┏━━

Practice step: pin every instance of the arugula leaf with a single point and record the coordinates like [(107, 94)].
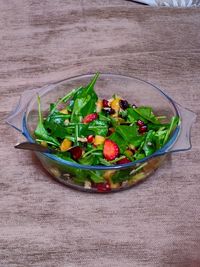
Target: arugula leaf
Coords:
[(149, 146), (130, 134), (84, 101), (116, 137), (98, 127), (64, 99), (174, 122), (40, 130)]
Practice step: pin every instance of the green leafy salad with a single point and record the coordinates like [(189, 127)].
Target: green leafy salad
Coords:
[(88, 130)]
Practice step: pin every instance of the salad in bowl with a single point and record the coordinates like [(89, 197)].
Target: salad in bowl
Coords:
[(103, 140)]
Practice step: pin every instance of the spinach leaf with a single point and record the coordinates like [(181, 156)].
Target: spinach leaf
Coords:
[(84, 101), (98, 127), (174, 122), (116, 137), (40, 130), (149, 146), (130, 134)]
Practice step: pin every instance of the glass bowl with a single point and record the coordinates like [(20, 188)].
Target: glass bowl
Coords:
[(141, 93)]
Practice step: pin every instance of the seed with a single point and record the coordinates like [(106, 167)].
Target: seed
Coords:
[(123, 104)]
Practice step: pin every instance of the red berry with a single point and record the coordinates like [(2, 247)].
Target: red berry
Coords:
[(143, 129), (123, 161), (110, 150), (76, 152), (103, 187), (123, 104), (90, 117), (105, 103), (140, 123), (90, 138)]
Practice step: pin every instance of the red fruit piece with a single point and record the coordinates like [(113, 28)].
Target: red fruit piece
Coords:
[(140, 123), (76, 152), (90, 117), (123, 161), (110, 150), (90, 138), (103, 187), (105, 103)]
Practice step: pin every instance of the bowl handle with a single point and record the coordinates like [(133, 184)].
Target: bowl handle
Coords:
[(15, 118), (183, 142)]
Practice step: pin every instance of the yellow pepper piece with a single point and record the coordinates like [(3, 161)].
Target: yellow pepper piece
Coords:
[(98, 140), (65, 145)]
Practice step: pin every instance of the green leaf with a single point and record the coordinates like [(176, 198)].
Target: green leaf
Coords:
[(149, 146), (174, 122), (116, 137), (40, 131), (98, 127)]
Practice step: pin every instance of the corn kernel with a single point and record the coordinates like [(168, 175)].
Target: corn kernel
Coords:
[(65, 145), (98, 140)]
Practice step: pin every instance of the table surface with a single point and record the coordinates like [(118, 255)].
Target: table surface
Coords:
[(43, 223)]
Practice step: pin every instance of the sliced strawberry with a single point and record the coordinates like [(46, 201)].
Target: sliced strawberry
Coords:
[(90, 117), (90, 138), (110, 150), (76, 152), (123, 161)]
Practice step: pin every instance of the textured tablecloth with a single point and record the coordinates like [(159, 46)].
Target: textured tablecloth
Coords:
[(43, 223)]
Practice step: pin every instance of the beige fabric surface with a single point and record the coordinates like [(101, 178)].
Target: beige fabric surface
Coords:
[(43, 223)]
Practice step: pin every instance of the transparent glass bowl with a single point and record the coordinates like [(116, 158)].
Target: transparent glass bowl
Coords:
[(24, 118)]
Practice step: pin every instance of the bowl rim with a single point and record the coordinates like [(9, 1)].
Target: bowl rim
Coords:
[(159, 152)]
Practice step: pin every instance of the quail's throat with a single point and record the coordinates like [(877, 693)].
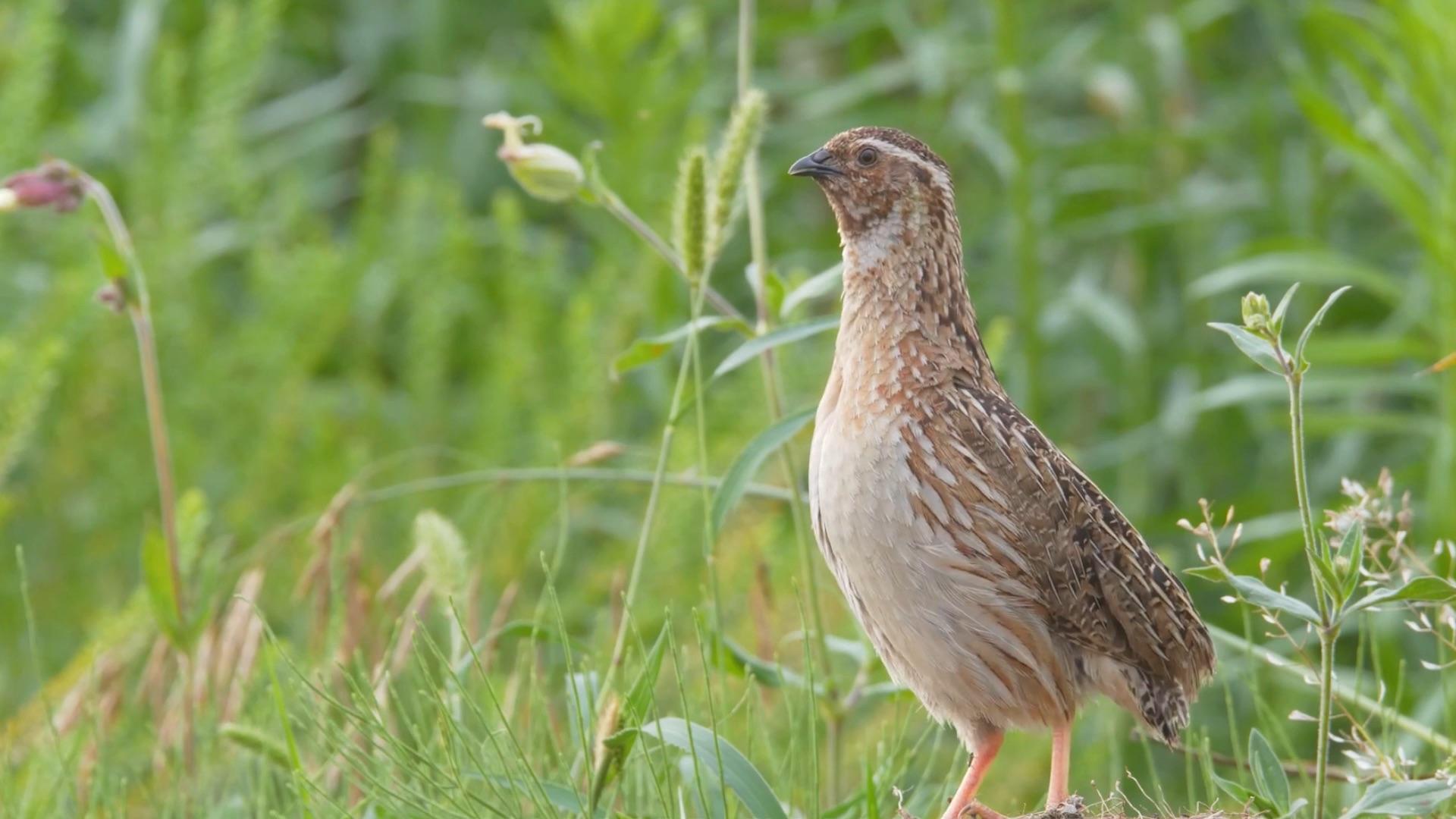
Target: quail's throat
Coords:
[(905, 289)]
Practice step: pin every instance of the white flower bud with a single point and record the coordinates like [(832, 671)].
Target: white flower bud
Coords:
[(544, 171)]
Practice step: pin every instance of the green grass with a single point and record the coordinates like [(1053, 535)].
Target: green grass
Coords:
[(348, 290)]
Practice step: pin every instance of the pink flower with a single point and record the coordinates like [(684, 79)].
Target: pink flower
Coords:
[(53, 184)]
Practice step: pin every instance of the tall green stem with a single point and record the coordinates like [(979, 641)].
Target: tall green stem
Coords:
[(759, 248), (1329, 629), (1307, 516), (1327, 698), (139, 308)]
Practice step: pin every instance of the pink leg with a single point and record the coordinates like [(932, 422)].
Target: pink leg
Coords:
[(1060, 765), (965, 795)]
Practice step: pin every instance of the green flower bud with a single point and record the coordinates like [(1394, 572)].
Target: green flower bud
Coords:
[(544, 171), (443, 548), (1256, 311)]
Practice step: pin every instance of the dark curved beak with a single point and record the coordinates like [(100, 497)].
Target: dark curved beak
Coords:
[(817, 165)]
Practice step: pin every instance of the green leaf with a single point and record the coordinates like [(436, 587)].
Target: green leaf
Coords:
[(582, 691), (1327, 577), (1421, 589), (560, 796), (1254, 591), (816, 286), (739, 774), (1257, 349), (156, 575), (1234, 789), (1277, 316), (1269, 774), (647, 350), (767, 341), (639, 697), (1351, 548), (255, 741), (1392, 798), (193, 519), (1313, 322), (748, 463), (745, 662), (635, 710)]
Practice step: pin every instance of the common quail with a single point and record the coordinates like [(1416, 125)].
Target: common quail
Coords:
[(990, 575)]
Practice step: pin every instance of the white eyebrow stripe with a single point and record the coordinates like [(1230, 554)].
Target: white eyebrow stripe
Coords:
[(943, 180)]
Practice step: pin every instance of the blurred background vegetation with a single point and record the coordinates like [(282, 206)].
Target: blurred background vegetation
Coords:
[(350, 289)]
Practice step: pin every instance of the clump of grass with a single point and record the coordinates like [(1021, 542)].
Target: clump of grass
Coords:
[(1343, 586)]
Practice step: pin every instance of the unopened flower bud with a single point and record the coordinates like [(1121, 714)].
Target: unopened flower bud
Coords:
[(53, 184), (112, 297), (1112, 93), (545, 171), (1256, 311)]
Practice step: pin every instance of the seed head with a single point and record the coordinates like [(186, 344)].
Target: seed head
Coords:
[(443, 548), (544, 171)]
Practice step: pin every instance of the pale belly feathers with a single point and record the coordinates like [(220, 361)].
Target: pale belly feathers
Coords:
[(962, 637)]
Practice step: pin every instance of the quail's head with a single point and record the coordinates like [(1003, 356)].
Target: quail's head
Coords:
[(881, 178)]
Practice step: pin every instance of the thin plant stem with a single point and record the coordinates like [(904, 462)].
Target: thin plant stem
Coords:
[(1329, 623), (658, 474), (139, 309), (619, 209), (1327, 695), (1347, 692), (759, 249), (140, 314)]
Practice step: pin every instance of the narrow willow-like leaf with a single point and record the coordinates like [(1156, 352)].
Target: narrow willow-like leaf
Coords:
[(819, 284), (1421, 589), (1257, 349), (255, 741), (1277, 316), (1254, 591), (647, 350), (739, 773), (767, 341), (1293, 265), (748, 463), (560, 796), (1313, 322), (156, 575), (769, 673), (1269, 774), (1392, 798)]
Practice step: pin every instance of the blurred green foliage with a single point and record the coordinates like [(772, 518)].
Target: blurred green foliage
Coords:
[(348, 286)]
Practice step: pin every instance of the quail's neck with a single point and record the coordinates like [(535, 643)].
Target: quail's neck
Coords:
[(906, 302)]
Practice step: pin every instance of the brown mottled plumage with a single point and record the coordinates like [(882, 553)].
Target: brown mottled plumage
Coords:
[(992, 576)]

┗━━

**WORK ITEM**
The lines to copy are those in the listing that contain the word "pale".

**YOUR SOLUTION**
Practice step: pin every instance of the pale belly feathers with a single point and record the coordinates like [(220, 361)].
Target: pale belly feathers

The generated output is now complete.